Dataset records:
'''

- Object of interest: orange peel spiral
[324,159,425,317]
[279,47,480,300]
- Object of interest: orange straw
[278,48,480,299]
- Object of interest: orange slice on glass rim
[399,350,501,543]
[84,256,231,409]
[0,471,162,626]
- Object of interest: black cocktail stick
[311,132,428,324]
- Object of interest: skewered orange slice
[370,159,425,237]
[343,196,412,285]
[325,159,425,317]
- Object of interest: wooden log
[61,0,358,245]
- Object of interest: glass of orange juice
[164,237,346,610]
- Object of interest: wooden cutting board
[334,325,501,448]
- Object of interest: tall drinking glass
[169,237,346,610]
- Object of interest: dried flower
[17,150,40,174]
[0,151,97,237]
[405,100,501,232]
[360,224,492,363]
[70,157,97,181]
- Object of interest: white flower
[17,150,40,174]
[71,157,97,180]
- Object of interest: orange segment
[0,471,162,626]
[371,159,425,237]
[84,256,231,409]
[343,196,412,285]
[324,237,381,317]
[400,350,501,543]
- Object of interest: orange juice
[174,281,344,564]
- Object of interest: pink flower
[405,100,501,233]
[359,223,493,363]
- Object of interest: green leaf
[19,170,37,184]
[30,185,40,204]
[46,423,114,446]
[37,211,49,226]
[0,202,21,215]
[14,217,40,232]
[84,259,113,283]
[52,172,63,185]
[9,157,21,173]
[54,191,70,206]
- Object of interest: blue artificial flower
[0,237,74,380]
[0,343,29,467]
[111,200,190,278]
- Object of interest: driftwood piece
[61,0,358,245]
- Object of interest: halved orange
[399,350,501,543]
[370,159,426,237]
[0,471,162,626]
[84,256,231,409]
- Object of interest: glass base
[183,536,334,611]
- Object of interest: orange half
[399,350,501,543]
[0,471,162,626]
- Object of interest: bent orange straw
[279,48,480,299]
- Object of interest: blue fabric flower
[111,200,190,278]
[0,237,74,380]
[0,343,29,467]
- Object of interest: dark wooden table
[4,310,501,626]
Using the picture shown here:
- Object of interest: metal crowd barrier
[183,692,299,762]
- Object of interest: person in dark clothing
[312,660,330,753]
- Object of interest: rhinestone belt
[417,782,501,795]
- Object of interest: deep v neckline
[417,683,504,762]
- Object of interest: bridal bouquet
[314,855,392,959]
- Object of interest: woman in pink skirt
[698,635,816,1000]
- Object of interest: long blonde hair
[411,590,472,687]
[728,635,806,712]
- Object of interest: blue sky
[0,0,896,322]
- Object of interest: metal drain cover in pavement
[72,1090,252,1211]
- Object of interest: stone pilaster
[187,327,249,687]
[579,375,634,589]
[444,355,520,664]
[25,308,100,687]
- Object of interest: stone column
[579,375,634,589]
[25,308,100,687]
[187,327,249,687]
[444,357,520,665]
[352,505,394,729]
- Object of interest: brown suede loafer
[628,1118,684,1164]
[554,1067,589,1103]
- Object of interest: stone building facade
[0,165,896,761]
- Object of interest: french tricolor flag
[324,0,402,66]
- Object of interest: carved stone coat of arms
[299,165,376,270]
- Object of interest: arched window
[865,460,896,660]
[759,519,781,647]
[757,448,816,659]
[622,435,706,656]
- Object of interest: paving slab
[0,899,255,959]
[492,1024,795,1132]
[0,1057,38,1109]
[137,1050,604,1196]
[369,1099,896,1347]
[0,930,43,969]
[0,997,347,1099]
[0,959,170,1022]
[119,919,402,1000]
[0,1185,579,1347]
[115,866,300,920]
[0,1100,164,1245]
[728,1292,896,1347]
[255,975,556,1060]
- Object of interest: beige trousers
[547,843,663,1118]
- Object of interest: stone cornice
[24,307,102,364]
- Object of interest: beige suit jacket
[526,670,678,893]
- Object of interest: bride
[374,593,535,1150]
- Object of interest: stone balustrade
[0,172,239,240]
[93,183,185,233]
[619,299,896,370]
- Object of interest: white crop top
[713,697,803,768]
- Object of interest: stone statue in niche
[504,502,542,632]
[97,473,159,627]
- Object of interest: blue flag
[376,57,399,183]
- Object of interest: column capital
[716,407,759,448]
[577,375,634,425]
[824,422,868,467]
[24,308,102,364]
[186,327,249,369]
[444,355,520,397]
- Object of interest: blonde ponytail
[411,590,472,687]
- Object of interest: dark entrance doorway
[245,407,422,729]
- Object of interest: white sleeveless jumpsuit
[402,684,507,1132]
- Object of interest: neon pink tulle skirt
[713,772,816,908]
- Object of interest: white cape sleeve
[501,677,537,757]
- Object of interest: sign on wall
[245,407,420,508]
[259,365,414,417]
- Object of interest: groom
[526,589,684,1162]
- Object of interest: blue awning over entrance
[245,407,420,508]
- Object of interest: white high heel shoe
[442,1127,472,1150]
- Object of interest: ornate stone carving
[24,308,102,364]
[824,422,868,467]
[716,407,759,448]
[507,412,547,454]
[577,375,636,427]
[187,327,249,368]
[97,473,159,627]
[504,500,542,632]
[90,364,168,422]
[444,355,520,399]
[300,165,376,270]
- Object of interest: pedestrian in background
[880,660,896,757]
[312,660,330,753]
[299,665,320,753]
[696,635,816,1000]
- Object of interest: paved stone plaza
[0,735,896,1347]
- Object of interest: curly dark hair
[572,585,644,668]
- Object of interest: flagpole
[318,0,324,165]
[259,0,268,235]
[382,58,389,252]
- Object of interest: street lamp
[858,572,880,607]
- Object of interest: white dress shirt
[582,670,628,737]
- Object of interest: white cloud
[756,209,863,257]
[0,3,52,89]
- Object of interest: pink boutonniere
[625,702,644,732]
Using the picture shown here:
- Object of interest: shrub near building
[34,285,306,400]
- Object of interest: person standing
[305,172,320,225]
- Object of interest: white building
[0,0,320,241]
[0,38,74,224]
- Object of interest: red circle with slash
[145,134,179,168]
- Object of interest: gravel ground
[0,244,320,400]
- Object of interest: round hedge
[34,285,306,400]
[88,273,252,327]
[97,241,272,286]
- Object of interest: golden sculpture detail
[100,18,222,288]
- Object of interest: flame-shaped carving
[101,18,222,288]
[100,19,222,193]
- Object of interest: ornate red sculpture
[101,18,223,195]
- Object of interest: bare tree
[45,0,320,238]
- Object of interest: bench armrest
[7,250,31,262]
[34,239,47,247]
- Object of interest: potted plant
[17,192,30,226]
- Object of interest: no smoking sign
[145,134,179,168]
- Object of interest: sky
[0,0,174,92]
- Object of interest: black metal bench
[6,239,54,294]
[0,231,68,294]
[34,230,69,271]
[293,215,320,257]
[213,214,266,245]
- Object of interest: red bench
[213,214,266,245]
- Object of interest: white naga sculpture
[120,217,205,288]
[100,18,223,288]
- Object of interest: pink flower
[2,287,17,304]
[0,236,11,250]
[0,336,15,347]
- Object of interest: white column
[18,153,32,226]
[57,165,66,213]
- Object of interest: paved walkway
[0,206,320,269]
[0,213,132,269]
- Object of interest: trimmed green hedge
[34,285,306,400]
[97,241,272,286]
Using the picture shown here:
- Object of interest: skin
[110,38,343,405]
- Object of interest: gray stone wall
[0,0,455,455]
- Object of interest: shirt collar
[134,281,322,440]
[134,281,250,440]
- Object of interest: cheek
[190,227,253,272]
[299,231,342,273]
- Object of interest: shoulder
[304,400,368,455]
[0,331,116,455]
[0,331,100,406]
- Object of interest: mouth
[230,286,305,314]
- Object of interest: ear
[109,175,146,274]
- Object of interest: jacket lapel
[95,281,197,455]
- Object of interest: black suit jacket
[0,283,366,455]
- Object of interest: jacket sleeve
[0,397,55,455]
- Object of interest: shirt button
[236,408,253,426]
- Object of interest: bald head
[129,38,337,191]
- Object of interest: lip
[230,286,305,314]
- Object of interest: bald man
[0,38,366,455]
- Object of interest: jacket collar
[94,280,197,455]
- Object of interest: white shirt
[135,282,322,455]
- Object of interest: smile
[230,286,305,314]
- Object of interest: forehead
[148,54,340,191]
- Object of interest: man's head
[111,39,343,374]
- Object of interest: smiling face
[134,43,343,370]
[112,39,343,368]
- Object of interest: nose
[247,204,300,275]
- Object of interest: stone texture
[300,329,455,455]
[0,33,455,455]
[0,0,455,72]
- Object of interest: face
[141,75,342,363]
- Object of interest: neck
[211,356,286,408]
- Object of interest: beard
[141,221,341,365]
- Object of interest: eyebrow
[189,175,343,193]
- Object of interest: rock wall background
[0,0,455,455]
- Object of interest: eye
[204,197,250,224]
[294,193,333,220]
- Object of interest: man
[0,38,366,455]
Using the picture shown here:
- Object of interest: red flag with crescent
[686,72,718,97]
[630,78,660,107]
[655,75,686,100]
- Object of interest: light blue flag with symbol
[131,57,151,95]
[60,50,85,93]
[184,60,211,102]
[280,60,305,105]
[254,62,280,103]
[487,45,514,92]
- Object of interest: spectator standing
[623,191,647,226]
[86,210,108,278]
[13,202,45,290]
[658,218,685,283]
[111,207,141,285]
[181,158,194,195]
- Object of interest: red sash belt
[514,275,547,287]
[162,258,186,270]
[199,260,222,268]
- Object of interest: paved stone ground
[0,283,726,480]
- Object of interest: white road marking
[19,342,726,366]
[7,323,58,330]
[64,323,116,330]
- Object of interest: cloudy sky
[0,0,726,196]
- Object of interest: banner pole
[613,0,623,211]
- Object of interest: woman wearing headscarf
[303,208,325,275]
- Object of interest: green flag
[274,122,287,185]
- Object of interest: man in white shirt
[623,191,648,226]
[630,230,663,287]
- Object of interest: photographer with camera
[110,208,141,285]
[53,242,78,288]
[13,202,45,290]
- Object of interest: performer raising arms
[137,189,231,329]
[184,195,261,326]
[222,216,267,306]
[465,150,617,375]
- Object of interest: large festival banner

'''

Prompt: Convert the lines of the records above, from the line with "- Object of interest: jacket sleeve" to the line with "[199,260,222,268]", into a numbered list with blank lines dropped.

The output:
1. - Object of interest: jacket sleeve
2. [0,397,55,455]
3. - Object of interest: shirt button
4. [236,408,253,426]
5. - Object of interest: bald head
6. [129,38,337,191]
7. - Object of interest: lip
8. [230,286,305,314]
9. - Object of interest: bald man
10. [0,38,366,455]
11. - Object of interest: jacket collar
12. [94,280,197,455]
13. - Object of interest: white shirt
14. [135,282,322,455]
15. - Object of interest: smile
16. [230,286,305,314]
17. - Object of interest: forehead
18. [148,54,340,191]
19. - Object of interest: man's head
20. [111,39,343,374]
21. - Object of interest: smiling face
22. [134,43,343,370]
23. [112,39,343,368]
24. - Object of interest: nose
25. [247,204,300,275]
26. - Object of interest: stone texture
27. [300,329,455,455]
28. [0,33,455,455]
29. [0,0,455,72]
30. - Object of interest: face
31. [141,75,342,363]
32. - Object of interest: neck
33. [211,356,286,408]
34. - Object of interest: beard
35. [141,221,341,365]
36. - Object of interest: eyebrow
37. [189,175,343,193]
38. - Object of interest: rock wall background
39. [0,0,455,455]
40. - Object of interest: eye
41. [204,197,250,224]
42. [294,193,333,220]
43. - Object of interest: man
44. [0,38,366,455]
45. Using the picture shown here:
46. - Object of interest: red flag with crescent
47. [686,72,718,97]
48. [630,78,660,107]
49. [655,75,686,100]
50. - Object of interest: light blue flag with symbol
51. [131,57,151,95]
52. [60,50,85,93]
53. [184,60,211,102]
54. [280,60,305,105]
55. [254,62,280,103]
56. [487,45,514,92]
57. - Object of interest: spectator standing
58. [623,191,647,226]
59. [86,210,108,278]
60. [13,202,45,290]
61. [658,218,685,283]
62. [111,207,141,285]
63. [181,158,194,195]
64. - Object of interest: red sash belt
65. [514,275,547,287]
66. [162,258,186,270]
67. [199,260,222,268]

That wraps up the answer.